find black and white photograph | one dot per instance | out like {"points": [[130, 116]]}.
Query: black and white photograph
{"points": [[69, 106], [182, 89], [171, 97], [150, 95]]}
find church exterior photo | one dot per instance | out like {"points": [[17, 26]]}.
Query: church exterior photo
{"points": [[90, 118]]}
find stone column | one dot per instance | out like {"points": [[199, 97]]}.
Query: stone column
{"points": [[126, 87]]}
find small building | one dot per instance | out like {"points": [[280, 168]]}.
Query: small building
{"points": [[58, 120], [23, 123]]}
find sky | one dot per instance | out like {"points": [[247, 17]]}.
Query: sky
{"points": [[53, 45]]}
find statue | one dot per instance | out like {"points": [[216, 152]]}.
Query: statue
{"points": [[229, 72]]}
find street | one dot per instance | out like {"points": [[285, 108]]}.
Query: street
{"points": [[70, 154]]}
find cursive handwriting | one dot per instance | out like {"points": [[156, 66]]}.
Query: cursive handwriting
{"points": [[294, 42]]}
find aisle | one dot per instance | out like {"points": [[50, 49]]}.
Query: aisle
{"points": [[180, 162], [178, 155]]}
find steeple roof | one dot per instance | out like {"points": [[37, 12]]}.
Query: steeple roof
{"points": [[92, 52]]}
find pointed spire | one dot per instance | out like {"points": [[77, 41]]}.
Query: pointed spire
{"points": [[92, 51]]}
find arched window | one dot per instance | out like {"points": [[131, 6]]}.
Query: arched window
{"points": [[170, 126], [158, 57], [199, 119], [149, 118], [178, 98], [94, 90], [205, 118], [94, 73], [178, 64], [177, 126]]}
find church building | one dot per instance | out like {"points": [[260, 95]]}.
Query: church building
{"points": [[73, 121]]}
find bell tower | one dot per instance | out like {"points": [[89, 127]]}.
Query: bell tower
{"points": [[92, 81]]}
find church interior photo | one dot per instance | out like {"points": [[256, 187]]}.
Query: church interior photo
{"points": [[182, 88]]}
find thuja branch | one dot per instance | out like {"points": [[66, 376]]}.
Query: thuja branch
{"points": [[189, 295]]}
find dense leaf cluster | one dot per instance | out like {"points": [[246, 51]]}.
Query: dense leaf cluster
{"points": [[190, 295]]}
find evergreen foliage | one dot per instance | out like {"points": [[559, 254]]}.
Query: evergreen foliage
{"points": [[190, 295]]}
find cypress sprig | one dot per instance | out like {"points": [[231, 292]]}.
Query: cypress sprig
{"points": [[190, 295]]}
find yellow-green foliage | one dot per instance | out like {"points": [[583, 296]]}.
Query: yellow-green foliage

» Problem to solve
Reproduce only the lines running from the one that contains "find cypress sprig" to the last line of the records.

» Task solution
find cypress sprig | one dot per instance | out like {"points": [[231, 292]]}.
Query: cypress sprig
{"points": [[190, 295]]}
find yellow-green foliage | one dot per instance | out like {"points": [[583, 296]]}.
Query: yellow-green foliage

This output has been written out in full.